__What the task asks__
Reproduce word for word the stretch of the wine tasting notes from "The Baroli are" through "Rose 2015 ($101.95)".

__Page__
☆ ☆ ☆ ☆
G.D. Vajra Langhe Nebbiolo DOC 2018 ($34.95)

The Baroli are made from vines minimum 10 years old and the younger vines are used for this Langhe, which includes fruit from Bricco Bertone just outside the territory. Creeps up with its structure, nothing powerful or demanding but nebbiolo architecture nonetheless. Cherries, pencil lead and mountain herbs. Keeps the vineyard faith and accumulates even as it opens which tells us it is also youthfully closed. The potential is two years and thence forth. Tasted from two bottles opened a day apart, the first ready and willing, the second yes at first and then making a request for time. Drink 2022-2030.  Tasted December 2019

G.D. Vajra Barolo DOCG Coste Di Rose 2015 ($101.95)
☆ ☆ ☆ ☆
__Data lines__
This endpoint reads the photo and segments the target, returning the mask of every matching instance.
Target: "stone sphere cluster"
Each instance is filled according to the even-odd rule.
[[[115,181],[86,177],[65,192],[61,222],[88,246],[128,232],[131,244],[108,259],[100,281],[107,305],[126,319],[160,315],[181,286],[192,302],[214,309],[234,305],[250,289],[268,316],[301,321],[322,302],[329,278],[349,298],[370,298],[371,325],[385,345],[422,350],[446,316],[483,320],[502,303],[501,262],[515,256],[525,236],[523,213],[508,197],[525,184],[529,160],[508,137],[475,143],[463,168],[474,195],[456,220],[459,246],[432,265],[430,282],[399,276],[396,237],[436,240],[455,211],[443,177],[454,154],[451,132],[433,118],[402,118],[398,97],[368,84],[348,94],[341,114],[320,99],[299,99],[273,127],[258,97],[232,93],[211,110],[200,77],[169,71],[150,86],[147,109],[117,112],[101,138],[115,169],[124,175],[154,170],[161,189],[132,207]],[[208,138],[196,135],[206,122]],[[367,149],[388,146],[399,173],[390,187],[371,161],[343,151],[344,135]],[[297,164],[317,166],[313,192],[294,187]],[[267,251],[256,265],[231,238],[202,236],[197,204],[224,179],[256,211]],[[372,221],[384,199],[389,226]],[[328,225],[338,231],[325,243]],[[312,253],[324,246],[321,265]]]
☆ ☆ ☆ ☆
__Result of the exercise__
The Baroli are made from vines minimum 10 years old and the younger vines are used for this Langhe, which includes fruit from Bricco Bertone just outside the territory. Creeps up with its structure, nothing powerful or demanding but nebbiolo architecture nonetheless. Cherries, pencil lead and mountain herbs. Keeps the vineyard faith and accumulates even as it opens which tells us it is also youthfully closed. The potential is two years and thence forth. Tasted from two bottles opened a day apart, the first ready and willing, the second yes at first and then making a request for time. Drink 2022-2030.  Tasted December 2019

G.D. Vajra Barolo DOCG Coste Di Rose 2015 ($101.95)